Referring expression pointing data
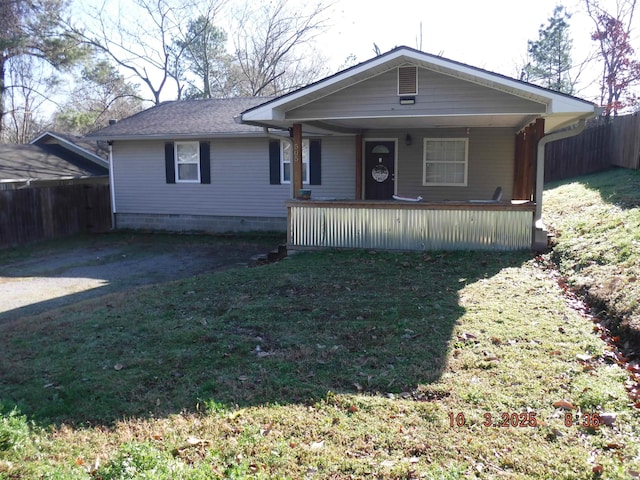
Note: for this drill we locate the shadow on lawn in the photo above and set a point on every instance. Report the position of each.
(49, 275)
(344, 322)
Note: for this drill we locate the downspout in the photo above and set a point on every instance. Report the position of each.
(112, 188)
(287, 139)
(540, 233)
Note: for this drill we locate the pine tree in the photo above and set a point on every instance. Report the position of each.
(550, 55)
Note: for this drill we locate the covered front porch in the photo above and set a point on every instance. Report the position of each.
(398, 225)
(424, 128)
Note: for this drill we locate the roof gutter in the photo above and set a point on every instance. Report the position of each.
(112, 188)
(552, 137)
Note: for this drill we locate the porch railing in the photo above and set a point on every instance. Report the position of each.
(410, 226)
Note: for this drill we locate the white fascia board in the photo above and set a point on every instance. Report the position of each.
(555, 102)
(274, 111)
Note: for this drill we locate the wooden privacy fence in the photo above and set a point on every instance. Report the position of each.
(624, 144)
(39, 213)
(600, 146)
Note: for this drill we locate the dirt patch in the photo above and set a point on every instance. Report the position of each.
(48, 276)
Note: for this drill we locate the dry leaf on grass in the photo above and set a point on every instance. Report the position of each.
(564, 404)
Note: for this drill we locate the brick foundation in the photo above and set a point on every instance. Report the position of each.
(199, 223)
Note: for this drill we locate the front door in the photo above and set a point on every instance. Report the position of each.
(379, 168)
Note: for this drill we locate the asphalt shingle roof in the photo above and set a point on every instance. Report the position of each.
(185, 118)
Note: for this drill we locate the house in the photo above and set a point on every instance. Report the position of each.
(403, 151)
(52, 158)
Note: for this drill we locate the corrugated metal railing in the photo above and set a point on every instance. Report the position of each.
(410, 229)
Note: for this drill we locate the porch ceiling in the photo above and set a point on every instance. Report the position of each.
(356, 125)
(558, 110)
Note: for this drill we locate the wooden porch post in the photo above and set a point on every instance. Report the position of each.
(518, 168)
(538, 133)
(358, 167)
(526, 161)
(297, 159)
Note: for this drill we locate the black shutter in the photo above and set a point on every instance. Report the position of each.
(315, 168)
(169, 162)
(274, 162)
(205, 162)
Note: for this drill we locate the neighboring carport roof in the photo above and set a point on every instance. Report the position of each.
(561, 110)
(185, 119)
(45, 162)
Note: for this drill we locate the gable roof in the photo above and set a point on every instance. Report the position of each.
(45, 162)
(185, 119)
(559, 110)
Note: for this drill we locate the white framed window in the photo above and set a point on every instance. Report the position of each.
(445, 162)
(187, 155)
(286, 160)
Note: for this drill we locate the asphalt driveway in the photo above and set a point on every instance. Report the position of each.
(48, 275)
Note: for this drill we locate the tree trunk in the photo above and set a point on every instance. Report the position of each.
(3, 89)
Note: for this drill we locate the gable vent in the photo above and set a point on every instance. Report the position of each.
(407, 80)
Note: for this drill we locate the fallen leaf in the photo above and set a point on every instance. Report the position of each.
(196, 441)
(614, 446)
(608, 419)
(564, 404)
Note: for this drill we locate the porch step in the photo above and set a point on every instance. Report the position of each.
(274, 255)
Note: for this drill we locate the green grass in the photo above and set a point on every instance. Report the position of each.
(370, 365)
(596, 219)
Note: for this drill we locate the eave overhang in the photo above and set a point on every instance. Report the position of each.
(560, 110)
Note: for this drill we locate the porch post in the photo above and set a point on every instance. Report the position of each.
(358, 167)
(297, 159)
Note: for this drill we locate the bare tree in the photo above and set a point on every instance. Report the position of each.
(143, 44)
(100, 95)
(30, 80)
(620, 68)
(31, 32)
(274, 45)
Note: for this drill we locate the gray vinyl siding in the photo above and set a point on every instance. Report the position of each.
(239, 179)
(438, 94)
(490, 163)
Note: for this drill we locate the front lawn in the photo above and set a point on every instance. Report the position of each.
(325, 365)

__WHAT THIS TASK INVOLVES__.
Line by line, print the records above exactly, skipping each picture.

__RESPONSE BELOW__.
Note: for this drill we locate the shadow on lawn in the photo above and set a point on every instance. Report the position of each.
(49, 275)
(344, 322)
Note: for this drill we locate the downspout in the photo above and set a point on every instance. Report the position of each.
(112, 188)
(287, 139)
(540, 233)
Note: for this drill we locate the pine tree in the photo above and set a point on every instance. Report the position of each.
(550, 55)
Note: for this drill we locate the covered front porch in the photo above and set a point on every instance. Report the position of each.
(398, 225)
(424, 128)
Note: for this drill we locate the roof gutter in the photo above and set a point on every instance. Report the position of each.
(112, 188)
(552, 137)
Note: for this drill we locate the porch railing in the photo above and set a point on every instance. Report the position of each.
(410, 226)
Note: for this drill we locate the white fascia board in the photo above and set a point on every instance. Report the position of each.
(555, 102)
(274, 111)
Note: for this drill we locate the wooden privacy fence in the photo above and set a point on every instance. Report the position of each.
(624, 144)
(39, 213)
(600, 146)
Note: for this drill we locate the dirt patch in the photo above and set a point on every instance. Report the position of each.
(48, 276)
Note: for this drill we locate the dry leaf on grass in the photo above and set a point on every instance. Report the position of each.
(564, 404)
Note: for this drill we locate the brick foundation in the photo above and set a point on every instance. Report the position of each.
(199, 223)
Note: for this drill we locate the front door in the photo above and set a point on every instance. Report the position of each.
(379, 168)
Note: for this drill we locate the asphalt shingle roof in the photo above and set a point on every instance. Report the position of each.
(185, 118)
Note: for this drill we locate the house in the photo above and set a point on every instance. Report the position of each.
(403, 151)
(52, 158)
Note: for this drill we locate the corrugated metal railing in the photo above and set a point on every instance. Report the position of each.
(410, 229)
Note: for this drill we locate the porch ceiling in the photo above and set a point on every instance. Report the position of each.
(356, 125)
(558, 110)
Note: for this drill we locate the wooden porch post in the photo above and set a point on every instance. Report the position of each.
(518, 168)
(538, 133)
(358, 167)
(526, 161)
(297, 159)
Note: for this drill we locate the black shutter in the photo above and set a point on every instance. Report the position of each.
(315, 168)
(169, 162)
(274, 162)
(205, 162)
Note: for this drill we locate the neighboring carport roof in the photo above and set a point on every instance. Report the position of each.
(561, 110)
(185, 119)
(45, 162)
Note: for this drill we locate the gable roof in the photo above and set a point on every instance. Report the position of each.
(45, 162)
(185, 119)
(559, 110)
Note: for this drill we locate the white framed window in the photo above and set a point on every instance. Report the position of each.
(445, 162)
(187, 155)
(286, 160)
Note: for this drill we locate the asphalt driveway in the photo above and set a point on every instance. Report the position of each.
(48, 275)
Note: for this drill we locate the tree trunk in the photo above and set a point on every instance. Report the position of each.
(3, 89)
Note: for this drill we locate the gable vent in the photo above and set a point on every instance. Report the position of each.
(407, 80)
Note: for this drill we locate the fallen leaf in the photo above and set a point on every instance. Report the position of each.
(196, 441)
(614, 446)
(608, 419)
(564, 404)
Note: for this drill we locate the porch step in the photo above and set a point on every instance. Report the position of each.
(274, 255)
Note: for this drill we locate the green grass in the photo above and set a point on every instance. Report the position of each.
(370, 365)
(596, 219)
Note: for this drill we locate the eave overhang in the photo above and set a point on every instance. Report the position of each.
(560, 110)
Note: for this drill we locate the porch post in the photo above and set a point on every instance. Report the position of each.
(358, 167)
(297, 159)
Note: for this drill we locate the bare tree in the photo above and set a point on every instance. Report the position of each.
(143, 44)
(100, 95)
(30, 80)
(620, 68)
(31, 32)
(274, 45)
Note: for this drill we locate the gray vinyl siding in the photo above and set a point on every instance. Report the position of each.
(239, 179)
(438, 94)
(490, 163)
Note: for this drill we locate the front lawn in the photo above and set a point on every instance. Report the position of each.
(325, 365)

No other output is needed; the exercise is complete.